--- start of Source passage ---
Monday, December 19, 2005

Christmas, children and church

Facing changes in demand
The liturgy for the Sunday before Christmas has, over the past few decades of my experience, become the occasion for anticipating the telling of the birth of Christ in child-oriented acts of worship. This Sunday is closest to the end of school term, and soon afterwards, it’s not unusual for regular church congregations to be diminished by an exodus of young families going on holiday or travelling to visit friends or relatives in other parts of the country. So, if there are any children attending church, or a Sunday school group, this Sunday is the occasion to do something special with them in the context of the entire church congregation.
Decades ago, when the city centre was densely populated, St John’s had a large and lively Sunday school plus a neighbourhood church school. Today, no more than eight children attend, usually not all at the same time, and sometimes, not at all. Parents and children have to travel into town, which is difficult given the poverty and arbitary nature of early Sunday bus services, it’s all rather hit or miss.

Tribute to Norma
However, Norma Thomas is always there to welcome whoever arrives. She has befriended and taught the faith to generations of children, in recent decades, almost single handed. Current child protection law requires adults to work in pairs with children, and that has been something of a challenge to the notions of previous generations of parents happy to dump their children at Sunday School without concern for who was caring for them. Extra commitment is required to welcome and care for just a few children, and this can’t happen during a regular morning service unless someone is there to accompany and assist Norma. Ironically, nobody could ever feel unsafe with her, but rules have to be obeyed. She has worked with kids in a creative and imaginative way for much of her long lifetime. She is still a youthful figure, walking everywhere, and spending a morning a week at St Monica’s school listening to children read. A quiet magnificant inspiration to the whole church.
--- end of Source passage ---
--- start of Records for this exercise ---
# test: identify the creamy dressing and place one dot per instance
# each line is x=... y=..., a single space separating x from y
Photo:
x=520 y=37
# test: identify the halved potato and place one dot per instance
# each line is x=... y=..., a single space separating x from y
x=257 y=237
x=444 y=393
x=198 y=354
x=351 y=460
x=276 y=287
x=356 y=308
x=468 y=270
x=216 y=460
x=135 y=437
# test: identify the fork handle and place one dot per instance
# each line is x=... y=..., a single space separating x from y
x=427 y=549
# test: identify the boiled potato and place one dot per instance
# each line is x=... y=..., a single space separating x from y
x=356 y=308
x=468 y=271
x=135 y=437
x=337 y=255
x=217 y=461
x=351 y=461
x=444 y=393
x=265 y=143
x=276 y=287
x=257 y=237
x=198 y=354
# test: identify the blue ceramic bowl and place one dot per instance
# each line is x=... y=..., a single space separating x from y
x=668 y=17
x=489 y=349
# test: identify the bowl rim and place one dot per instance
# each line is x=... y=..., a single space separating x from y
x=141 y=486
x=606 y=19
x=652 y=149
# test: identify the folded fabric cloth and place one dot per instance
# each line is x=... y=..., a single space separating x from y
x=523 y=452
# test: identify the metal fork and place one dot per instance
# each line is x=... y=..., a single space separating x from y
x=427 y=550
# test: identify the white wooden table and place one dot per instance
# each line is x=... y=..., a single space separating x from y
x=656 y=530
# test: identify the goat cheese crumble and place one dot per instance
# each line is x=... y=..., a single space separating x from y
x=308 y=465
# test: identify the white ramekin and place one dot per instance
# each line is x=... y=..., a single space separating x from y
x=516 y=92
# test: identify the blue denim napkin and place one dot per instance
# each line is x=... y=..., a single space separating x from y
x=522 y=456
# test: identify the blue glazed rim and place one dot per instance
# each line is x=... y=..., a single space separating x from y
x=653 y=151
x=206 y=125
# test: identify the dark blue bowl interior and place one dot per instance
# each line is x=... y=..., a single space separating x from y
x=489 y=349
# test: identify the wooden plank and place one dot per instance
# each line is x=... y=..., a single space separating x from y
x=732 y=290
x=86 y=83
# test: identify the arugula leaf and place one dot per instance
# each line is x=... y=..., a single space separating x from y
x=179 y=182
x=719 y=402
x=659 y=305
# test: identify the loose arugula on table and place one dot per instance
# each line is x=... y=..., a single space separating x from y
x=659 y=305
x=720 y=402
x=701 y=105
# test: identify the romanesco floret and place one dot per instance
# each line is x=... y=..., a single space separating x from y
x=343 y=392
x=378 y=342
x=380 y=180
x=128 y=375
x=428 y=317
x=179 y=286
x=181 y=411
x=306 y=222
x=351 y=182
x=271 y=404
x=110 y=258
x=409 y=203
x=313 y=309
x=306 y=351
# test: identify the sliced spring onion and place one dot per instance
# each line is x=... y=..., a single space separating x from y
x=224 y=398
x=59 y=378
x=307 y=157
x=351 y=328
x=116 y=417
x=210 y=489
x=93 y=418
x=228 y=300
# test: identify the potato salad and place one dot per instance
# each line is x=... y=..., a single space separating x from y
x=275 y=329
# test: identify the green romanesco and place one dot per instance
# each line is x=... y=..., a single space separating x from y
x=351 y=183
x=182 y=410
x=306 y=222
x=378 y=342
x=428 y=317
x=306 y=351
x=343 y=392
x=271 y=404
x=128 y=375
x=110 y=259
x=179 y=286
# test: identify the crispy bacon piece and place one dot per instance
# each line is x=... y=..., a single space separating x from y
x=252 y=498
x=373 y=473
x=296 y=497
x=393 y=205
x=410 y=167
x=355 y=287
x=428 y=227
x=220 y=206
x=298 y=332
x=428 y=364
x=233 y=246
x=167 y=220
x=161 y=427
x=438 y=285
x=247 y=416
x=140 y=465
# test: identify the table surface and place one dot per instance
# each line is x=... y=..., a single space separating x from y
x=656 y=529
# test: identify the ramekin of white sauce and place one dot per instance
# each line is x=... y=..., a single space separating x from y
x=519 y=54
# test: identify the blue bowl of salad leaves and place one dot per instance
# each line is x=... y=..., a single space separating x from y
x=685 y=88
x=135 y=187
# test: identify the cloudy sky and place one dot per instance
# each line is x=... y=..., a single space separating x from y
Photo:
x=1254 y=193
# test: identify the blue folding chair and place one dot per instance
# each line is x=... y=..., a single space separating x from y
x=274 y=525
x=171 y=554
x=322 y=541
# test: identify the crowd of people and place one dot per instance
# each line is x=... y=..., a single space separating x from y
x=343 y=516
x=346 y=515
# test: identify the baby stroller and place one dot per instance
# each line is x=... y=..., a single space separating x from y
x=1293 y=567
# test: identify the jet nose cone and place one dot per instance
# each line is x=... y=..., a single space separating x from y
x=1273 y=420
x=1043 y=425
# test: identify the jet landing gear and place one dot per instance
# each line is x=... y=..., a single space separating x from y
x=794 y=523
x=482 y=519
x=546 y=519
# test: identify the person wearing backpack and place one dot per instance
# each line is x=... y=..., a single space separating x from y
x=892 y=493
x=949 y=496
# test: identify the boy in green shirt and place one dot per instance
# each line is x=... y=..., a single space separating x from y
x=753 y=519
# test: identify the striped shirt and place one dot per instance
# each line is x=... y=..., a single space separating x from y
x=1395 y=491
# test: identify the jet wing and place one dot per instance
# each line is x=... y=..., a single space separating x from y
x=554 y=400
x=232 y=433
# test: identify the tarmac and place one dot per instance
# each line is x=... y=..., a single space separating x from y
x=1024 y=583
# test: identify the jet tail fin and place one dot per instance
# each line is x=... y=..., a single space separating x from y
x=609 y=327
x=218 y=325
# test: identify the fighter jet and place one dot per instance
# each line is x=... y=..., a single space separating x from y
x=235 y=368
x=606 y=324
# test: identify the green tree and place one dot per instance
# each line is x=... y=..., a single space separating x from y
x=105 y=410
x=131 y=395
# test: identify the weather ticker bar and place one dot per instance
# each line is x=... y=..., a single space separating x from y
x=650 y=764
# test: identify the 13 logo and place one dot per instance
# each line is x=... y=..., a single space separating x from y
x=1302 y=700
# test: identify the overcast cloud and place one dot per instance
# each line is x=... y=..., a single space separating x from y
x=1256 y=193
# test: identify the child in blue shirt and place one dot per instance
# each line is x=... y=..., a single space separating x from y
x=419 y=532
--- end of Records for this exercise ---
Requirements -
1 – Rewrite the part of the Christmas church text that opens with the words containing "Decades ago, when" and closes with "hit or miss.", replacing "neighbourhood" with "parish".
2 – Reproduce the records from their beginning through the line containing "x=656 y=530", both ends included, with every x and y coordinate in the answers multiplied by 0.75 and rounded to the nearest whole number, halves rounded up. Leave the requests and their format lines unchanged.

Task responses -
1 –
Decades ago, when the city centre was densely populated, St John’s had a large and lively Sunday school plus a parish church school. Today, no more than eight children attend, usually not all at the same time, and sometimes, not at all. Parents and children have to travel into town, which is difficult given the poverty and arbitary nature of early Sunday bus services, it’s all rather hit or miss.

2 –
# test: identify the creamy dressing and place one dot per instance
# each line is x=... y=..., a single space separating x from y
Photo:
x=390 y=28
# test: identify the halved potato and place one dot per instance
# each line is x=... y=..., a single space separating x from y
x=193 y=178
x=333 y=295
x=149 y=266
x=263 y=345
x=207 y=215
x=267 y=231
x=351 y=203
x=162 y=345
x=101 y=328
# test: identify the fork handle and place one dot per instance
# each line is x=... y=..., a single space separating x from y
x=320 y=412
# test: identify the boiled potato and place one dot per instance
# each line is x=... y=..., a single space separating x from y
x=267 y=231
x=351 y=203
x=101 y=328
x=253 y=191
x=163 y=346
x=263 y=346
x=333 y=295
x=199 y=107
x=207 y=215
x=193 y=178
x=149 y=266
# test: identify the blue ceramic bowl and place one dot per instance
# each line is x=... y=..., a single space separating x from y
x=501 y=13
x=367 y=262
# test: identify the bowl rim and place one dot per instance
# each line is x=... y=..., a single space separating x from y
x=106 y=365
x=455 y=14
x=489 y=112
# test: identify the folded fabric cloth and place one dot per instance
# each line is x=... y=..., a single space separating x from y
x=392 y=339
# test: identify the metal fork and place one dot per instance
# each line is x=... y=..., a single space separating x from y
x=320 y=413
# test: identify the white wooden table and place one dot per instance
# each line is x=... y=..., a single space separating x from y
x=492 y=398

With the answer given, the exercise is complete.